▶ [Written exercise]
Identify each line in the data below that contains the word "paint" and copy those lines in full. Matches must have the same capitalization.

[Excerpts from a location annotation dataset]
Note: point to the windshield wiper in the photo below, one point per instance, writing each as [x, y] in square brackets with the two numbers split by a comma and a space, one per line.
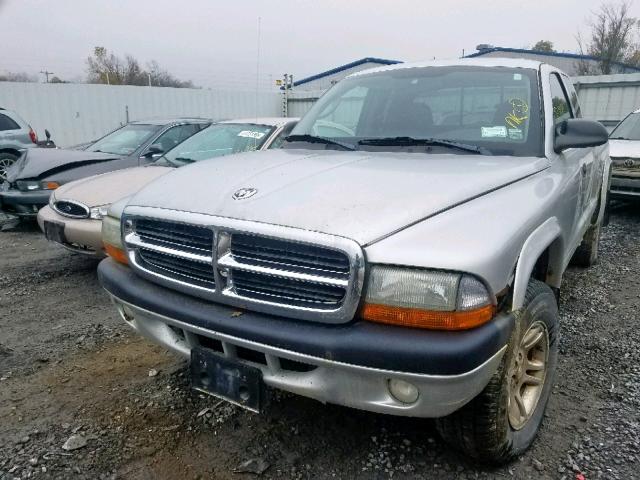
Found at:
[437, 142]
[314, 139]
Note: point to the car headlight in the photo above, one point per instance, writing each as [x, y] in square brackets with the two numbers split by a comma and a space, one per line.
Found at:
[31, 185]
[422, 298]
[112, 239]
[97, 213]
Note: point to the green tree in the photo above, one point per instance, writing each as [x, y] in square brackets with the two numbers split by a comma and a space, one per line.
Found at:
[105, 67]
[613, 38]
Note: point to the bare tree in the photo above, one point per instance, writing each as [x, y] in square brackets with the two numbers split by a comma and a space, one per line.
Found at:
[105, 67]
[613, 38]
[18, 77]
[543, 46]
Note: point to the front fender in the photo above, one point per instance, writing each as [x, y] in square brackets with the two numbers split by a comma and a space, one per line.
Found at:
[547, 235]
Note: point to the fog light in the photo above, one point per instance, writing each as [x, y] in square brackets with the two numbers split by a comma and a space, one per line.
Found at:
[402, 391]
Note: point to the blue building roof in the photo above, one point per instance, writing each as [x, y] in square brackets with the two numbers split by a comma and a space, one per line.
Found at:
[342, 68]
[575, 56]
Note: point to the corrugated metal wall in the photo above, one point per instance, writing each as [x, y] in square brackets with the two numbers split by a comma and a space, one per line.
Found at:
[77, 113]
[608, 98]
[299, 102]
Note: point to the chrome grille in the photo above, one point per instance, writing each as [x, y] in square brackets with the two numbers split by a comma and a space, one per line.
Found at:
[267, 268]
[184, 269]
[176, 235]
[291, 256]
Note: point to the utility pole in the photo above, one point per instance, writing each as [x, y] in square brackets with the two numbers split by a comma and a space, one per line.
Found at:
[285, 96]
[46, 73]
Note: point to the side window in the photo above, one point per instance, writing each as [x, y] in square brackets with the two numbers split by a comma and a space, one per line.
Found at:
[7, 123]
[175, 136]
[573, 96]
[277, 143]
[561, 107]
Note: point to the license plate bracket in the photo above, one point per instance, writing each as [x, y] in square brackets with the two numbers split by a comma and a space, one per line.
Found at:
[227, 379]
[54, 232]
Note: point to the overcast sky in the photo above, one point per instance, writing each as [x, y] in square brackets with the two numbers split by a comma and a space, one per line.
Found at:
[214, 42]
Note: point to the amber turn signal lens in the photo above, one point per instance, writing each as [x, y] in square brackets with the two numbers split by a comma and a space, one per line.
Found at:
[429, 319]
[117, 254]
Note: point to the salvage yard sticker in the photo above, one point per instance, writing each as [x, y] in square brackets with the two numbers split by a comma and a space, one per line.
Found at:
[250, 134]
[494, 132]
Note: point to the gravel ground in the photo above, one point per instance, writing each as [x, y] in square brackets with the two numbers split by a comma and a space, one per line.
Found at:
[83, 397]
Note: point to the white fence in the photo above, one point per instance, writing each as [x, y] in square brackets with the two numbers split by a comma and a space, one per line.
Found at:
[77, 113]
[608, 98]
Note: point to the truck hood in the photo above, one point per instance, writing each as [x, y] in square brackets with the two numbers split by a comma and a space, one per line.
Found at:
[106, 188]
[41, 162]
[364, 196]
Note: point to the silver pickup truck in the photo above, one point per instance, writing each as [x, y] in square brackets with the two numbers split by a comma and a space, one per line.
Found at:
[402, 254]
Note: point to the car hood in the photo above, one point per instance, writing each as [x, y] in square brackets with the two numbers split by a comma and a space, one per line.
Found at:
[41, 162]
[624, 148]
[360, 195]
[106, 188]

---

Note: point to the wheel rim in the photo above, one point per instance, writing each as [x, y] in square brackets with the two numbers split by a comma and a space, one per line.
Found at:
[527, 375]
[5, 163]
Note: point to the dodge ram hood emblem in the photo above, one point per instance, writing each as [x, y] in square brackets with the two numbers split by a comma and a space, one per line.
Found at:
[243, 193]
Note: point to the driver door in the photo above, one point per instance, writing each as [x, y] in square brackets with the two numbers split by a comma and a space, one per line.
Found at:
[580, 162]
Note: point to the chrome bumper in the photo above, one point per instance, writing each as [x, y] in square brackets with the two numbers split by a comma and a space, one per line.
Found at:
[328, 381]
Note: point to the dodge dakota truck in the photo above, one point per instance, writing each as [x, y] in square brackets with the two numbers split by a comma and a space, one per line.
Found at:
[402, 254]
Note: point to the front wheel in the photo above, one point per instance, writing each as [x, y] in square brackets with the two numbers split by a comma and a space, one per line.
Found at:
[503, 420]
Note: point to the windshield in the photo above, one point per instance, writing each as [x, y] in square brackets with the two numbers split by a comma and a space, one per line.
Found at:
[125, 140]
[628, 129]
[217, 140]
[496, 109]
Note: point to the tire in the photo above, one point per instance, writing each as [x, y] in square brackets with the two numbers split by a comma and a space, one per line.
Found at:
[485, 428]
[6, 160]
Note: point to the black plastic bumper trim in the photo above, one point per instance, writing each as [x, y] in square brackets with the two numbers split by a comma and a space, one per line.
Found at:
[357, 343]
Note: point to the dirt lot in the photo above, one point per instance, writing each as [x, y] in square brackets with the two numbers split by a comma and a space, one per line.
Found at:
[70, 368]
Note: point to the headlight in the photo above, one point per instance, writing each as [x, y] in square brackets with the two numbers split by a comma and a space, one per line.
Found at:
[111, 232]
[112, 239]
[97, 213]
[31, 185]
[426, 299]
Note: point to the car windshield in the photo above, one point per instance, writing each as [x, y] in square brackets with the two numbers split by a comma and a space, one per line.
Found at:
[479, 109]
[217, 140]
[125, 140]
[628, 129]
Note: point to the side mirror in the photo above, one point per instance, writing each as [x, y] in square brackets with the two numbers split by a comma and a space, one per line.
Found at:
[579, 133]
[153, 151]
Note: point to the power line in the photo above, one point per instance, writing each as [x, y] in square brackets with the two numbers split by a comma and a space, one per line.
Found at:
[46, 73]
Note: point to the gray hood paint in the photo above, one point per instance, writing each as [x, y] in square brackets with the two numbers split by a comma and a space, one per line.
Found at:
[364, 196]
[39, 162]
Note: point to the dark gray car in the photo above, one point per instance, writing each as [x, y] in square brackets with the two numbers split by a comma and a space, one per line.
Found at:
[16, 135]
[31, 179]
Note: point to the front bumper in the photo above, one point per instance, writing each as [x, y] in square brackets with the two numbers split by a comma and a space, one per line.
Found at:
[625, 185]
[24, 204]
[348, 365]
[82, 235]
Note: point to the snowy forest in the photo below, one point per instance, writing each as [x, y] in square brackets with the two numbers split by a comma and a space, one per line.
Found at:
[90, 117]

▶ [Output below]
Note: point to the gray hood paint in the photo above, one point per instance, writing each as [x, y] in square brackets with the two numbers split by a comma and a space, one per line.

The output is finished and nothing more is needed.